Work to complete:
a - Answer each question from the text on the Beatitudes.
(i) For which Sunday are the Beatitudes the Gospel reading?
(ii) How often does that happen?
(iii) What are the first three steps of the Stairway of Conversion?
b - Rewrite the text on the Beatitudes starting with "As they do every" and going on through "alone following them?", swapping "Gospel reading" for "scripture reading".

As they do every third year, the Beatitudes sneak up upon us as the Gospel reading for the Fourth Sunday in Ordinary Time. And everyone, especially my age, has heard or read the Beatitudes and the rest of the Sermon on the Mount not just once but at least a bazilion times. But have we been very good at understanding, let alone following them?
Several famous early Doctors of the Church saw the Beatitudes as a Stairway of Conversion, eight or nine steps of growing closer to Christ, to becoming the kind of people God wants us to be by grace. The first three steps—poverty of spirit, mourning, and meekness—involve detachment from the world, from sin, and from self. The fourth step, after these emptying steps of detachment, involves filling up the resultant void by hungering and thirsting for righteousness, or attaching oneself to that which is right, true, and beautiful. In the process of these first four steps, we discover how truly merciful God has been to us by grace.

Stored data:
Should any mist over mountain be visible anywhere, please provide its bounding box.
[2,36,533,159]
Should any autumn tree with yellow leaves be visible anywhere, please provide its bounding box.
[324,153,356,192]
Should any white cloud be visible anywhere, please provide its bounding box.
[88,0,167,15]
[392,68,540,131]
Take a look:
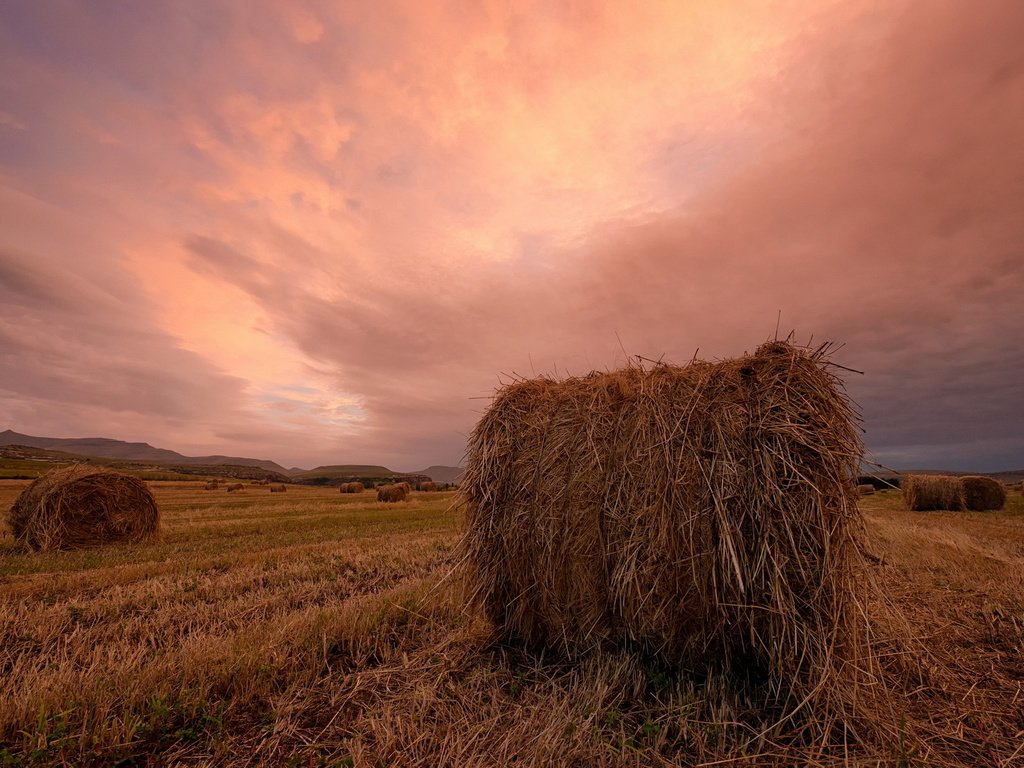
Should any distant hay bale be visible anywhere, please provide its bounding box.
[377,482,409,502]
[8,465,160,551]
[959,475,1007,511]
[459,342,870,729]
[900,475,964,512]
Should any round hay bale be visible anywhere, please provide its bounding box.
[377,483,409,502]
[959,475,1007,511]
[900,475,964,512]
[8,465,160,551]
[459,342,870,729]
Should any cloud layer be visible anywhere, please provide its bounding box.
[0,0,1024,469]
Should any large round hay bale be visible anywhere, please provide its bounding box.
[460,342,866,720]
[7,465,160,551]
[377,483,409,502]
[900,475,964,512]
[959,475,1007,511]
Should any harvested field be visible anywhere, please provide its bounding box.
[959,475,1007,512]
[0,481,1024,768]
[900,475,964,512]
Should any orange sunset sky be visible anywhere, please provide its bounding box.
[0,0,1024,470]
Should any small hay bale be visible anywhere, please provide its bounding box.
[8,465,160,551]
[459,342,873,728]
[959,475,1007,511]
[900,475,964,512]
[377,482,409,502]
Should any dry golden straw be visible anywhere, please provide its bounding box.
[377,482,409,502]
[900,475,964,512]
[8,465,160,551]
[959,475,1007,511]
[460,341,874,733]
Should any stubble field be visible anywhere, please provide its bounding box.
[0,480,1024,768]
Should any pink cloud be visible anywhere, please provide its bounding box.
[0,0,1024,469]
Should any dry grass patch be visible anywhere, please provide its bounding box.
[0,482,1024,767]
[7,465,160,551]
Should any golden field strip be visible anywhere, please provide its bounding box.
[0,480,1024,768]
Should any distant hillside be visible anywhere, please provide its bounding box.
[0,429,288,474]
[416,464,466,483]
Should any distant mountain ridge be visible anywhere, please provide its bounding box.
[0,429,289,475]
[416,464,466,483]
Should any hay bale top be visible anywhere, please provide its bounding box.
[8,465,160,550]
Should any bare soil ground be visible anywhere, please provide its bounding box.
[0,480,1024,768]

Task-by-task outputs:
a -
(i) The Fourth Sunday in Ordinary Time.
(ii) Every third year.
(iii) Poverty of spirit, mourning, and meekness.

b -
As they do every third year, the Beatitudes sneak up upon us as the scripture reading for the Fourth Sunday in Ordinary Time. And everyone, especially my age, has heard or read the Beatitudes and the rest of the Sermon on the Mount not just once but at least a bazilion times. But have we been very good at understanding, let alone following them?